In the forum thread below, rewrite the passage starting with "Your very close." and going on through "of torn paper.", putting "aged parchment" in place of "torn paper".

» Extracted text:
^^^^

Select your parchment outline (may have to hide the other layers) shape, Invert the selection and then delete everything on layers "outside" the selection so you have it transparent and then save it as PNG.  This will make it look more like a separate parchment and png will likely likely take up less space.

----------


## Feralspirit

Quick reply to Korash- Way too long! Days, certainly, but I'm not sure how many. I agonize over very small details.

jfrazierjr- I'm not sure I followed your instructions very well. I did manage to select the area between the paper and the image limits, but could not find 'delete' option anywhere. I tried cutting, to no avail. So I just started looking through the options I did have. At one point I could see the checkerboard behind the paper (though I'm not sure how I did it), but I could still see the parts of the map that ran past the paper's edge under the checkers, so I figured that wasn't it. In the end I filled the selection with white. I then saved it as a .png file. I'm not sure how big it was before this save, but the current image is 6.94 MB. I reduced the image by 50% so that I could post the result.

This is the flat white jpg I'm coloring, also reduced



Here is the result of jfrazierjr's instructions, as well as I could follow them



Final note, I am again filled with uncertainty. Is this the direction I wish to be going? It seems... I don't know, wrong, but I don't know why. Should the coloring stop? Should the hues change? I will continue coloring for now, because I don't have any better ideas, and I know that on completion they are easily restored to white or altered to another hue.

----------


## Nytmare

I personally like the way it's going.  It has a really interesting watercolor feel to it.

How exactly are you coloring this?  The easiest way (if you didn't figure it out for yourself) would be to have the line drawing, the paper, and the colors all as separate layers.

There are also a couple ways you could fill the roads with the paint bucket.

----------


## jfrazierjr

> Quick reply to Korash- Way too long! Days, certainly, but I'm not sure how many. I agonize over very small details.
> 
> jfrazierjr- I'm not sure I followed your instructions very well. I did manage to select the area between the paper and the image limits, but could not find 'delete' option anywhere. I tried cutting, to no avail. So I just started looking through the options I did have. At one point I could see the checkerboard behind the paper (though I'm not sure how I did it), but I could still see the parts of the map that ran past the paper's edge under the checkers, so I figured that wasn't it. In the end I filled the selection with white. I then saved it as a .png file. I'm not sure how big it was before this save, but the current image is 6.94 MB. I reduced the image by 50% so that I could post the result.
> 
> This is the flat white jpg I'm coloring, also reduced
> 
> Attachment 10187
> 
> Here is the result of jfrazierjr's instructions, as well as I could follow them
> ...



Your very close.   I simply meant the Delete key on your keyboard which removes everything on a layer or whatever is selected and turns it transparent.    Note how you have a white border?   png allows transparency while jpg does not.  If you select the outside edges and delete, the white border will delete out to transparent and when you save to png, that transparency will still be there and make it look muc more like a piece of torn paper.

^^^^

» Extracted records:
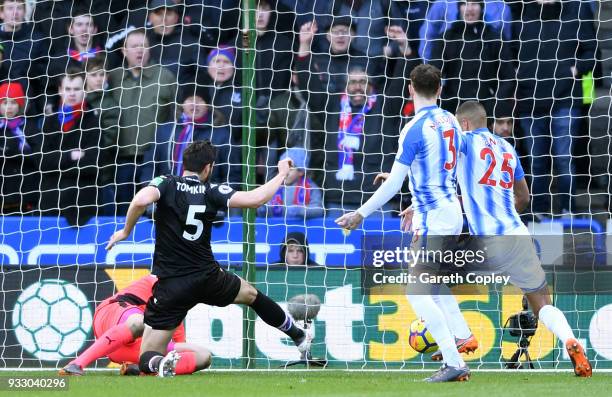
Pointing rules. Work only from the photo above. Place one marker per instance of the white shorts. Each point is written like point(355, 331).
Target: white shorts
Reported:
point(514, 255)
point(446, 220)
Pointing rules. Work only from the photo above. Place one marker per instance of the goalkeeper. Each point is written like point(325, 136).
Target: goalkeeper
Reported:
point(118, 327)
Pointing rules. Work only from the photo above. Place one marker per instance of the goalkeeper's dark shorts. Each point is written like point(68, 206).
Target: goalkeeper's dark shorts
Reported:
point(173, 297)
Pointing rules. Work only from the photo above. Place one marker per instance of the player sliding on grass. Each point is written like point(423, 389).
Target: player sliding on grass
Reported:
point(118, 325)
point(183, 260)
point(428, 153)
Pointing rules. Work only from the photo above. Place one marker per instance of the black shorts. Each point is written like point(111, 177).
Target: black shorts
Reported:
point(174, 297)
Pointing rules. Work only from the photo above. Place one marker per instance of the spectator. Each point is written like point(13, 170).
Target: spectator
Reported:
point(196, 123)
point(300, 197)
point(549, 92)
point(295, 251)
point(475, 63)
point(79, 46)
point(209, 21)
point(273, 57)
point(338, 55)
point(410, 16)
point(503, 122)
point(172, 46)
point(17, 180)
point(369, 20)
point(52, 17)
point(226, 95)
point(212, 21)
point(25, 50)
point(102, 101)
point(146, 94)
point(295, 13)
point(352, 148)
point(68, 151)
point(442, 13)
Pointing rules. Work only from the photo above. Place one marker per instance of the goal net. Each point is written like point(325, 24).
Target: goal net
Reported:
point(99, 98)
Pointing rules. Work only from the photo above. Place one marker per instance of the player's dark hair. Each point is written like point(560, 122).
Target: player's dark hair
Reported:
point(96, 63)
point(473, 111)
point(141, 31)
point(199, 154)
point(426, 80)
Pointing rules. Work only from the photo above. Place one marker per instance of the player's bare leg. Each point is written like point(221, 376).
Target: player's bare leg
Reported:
point(464, 339)
point(272, 314)
point(555, 321)
point(153, 357)
point(111, 340)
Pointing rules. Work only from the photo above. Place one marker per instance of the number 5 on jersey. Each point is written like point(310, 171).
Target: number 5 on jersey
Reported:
point(193, 221)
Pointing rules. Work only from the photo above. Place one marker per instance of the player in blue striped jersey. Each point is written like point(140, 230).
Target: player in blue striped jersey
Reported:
point(493, 191)
point(489, 173)
point(428, 155)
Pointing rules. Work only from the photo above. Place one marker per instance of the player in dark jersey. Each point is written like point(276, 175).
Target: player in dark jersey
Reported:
point(183, 260)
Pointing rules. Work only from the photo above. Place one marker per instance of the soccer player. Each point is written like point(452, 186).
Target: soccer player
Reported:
point(494, 191)
point(183, 260)
point(428, 155)
point(118, 325)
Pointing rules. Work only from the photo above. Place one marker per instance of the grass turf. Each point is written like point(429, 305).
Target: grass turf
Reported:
point(324, 383)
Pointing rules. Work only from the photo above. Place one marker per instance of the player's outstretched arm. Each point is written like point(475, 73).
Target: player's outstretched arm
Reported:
point(257, 197)
point(385, 192)
point(145, 197)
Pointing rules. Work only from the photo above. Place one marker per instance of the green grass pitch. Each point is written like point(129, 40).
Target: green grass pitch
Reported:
point(325, 383)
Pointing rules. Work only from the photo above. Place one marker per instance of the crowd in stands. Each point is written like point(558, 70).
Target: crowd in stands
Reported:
point(98, 97)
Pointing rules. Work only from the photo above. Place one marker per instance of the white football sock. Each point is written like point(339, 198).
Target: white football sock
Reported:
point(454, 319)
point(425, 307)
point(555, 321)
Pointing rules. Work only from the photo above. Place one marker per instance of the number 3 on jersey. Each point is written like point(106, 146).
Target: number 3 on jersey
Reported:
point(450, 135)
point(488, 154)
point(193, 221)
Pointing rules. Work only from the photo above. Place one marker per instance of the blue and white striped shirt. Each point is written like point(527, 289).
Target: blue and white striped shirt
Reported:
point(488, 167)
point(429, 146)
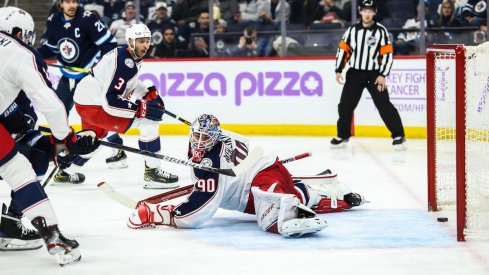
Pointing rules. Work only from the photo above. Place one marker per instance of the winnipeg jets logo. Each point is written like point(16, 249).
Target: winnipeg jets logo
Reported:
point(129, 63)
point(69, 49)
point(371, 41)
point(206, 162)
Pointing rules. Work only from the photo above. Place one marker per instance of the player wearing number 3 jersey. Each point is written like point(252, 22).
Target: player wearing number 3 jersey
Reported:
point(282, 203)
point(111, 98)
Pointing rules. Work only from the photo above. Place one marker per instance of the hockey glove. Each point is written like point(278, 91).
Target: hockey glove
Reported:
point(16, 121)
point(64, 160)
point(153, 95)
point(151, 110)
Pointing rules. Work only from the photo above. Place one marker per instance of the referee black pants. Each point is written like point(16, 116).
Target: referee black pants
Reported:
point(356, 81)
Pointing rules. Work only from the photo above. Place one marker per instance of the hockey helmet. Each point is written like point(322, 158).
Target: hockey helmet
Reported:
point(12, 18)
point(137, 31)
point(205, 131)
point(367, 4)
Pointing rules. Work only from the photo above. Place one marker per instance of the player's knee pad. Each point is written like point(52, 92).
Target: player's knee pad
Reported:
point(284, 214)
point(322, 186)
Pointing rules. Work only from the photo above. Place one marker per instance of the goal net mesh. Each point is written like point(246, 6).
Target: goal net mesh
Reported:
point(476, 106)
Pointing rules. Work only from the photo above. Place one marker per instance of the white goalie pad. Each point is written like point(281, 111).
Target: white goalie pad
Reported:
point(322, 186)
point(279, 213)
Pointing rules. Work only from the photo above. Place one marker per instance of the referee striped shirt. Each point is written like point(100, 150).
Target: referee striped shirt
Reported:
point(367, 49)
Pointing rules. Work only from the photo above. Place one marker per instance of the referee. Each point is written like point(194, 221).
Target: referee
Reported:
point(365, 46)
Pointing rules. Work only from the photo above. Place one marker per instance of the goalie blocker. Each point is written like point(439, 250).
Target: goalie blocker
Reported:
point(266, 189)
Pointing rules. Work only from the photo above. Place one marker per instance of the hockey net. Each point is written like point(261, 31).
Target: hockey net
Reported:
point(458, 106)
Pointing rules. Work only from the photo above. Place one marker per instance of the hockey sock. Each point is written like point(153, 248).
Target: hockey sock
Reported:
point(153, 146)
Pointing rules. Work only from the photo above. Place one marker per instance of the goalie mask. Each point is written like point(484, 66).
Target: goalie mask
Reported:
point(204, 134)
point(13, 19)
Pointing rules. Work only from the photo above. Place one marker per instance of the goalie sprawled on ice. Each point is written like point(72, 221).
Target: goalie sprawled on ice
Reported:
point(283, 204)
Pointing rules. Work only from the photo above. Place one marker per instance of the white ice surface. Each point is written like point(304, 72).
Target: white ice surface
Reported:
point(394, 234)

^^^^

» In response:
Your very close.   I simply meant the Delete key on your keyboard which removes everything on a layer or whatever is selected and turns it transparent.    Note how you have a white border?   png allows transparency while jpg does not.  If you select the outside edges and delete, the white border will delete out to transparent and when you save to png, that transparency will still be there and make it look muc more like a piece of aged parchment.